* [WHAT YOU NEED TO DO]
Each line from the start of the data below through the one containing "# test: point on every instance of the vintage" must be reproduced exactly.

* [GIVEN RECORDS]
---------------

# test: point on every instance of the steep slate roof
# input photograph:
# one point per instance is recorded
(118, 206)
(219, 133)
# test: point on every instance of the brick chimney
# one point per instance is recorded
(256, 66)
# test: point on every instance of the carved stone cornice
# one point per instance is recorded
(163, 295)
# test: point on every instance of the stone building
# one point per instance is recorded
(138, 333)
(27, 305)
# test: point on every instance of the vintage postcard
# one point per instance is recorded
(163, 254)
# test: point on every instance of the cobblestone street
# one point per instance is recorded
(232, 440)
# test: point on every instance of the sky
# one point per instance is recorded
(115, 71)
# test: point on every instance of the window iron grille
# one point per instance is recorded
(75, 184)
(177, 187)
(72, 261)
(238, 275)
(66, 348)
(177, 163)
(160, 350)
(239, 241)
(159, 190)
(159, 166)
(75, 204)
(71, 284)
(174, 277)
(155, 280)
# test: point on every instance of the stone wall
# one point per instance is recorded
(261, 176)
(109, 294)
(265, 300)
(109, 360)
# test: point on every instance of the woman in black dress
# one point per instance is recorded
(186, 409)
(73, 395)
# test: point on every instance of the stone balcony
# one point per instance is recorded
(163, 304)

---------------

* [SOLUTION TO THIS PROBLEM]
# test: point on every instance of the steep slate roof
# input photograph:
# one point per instance is recorded
(118, 206)
(219, 133)
# test: point on every instance of the brick chimney
# one point per instance is recorded
(256, 66)
# test: point on every instance of the carved stone cornice
# one point per instance is recorded
(163, 295)
# test: point on every instance of the stone building
# one point per instance is recorded
(138, 333)
(27, 305)
# test: point on every instance of the vintage postcard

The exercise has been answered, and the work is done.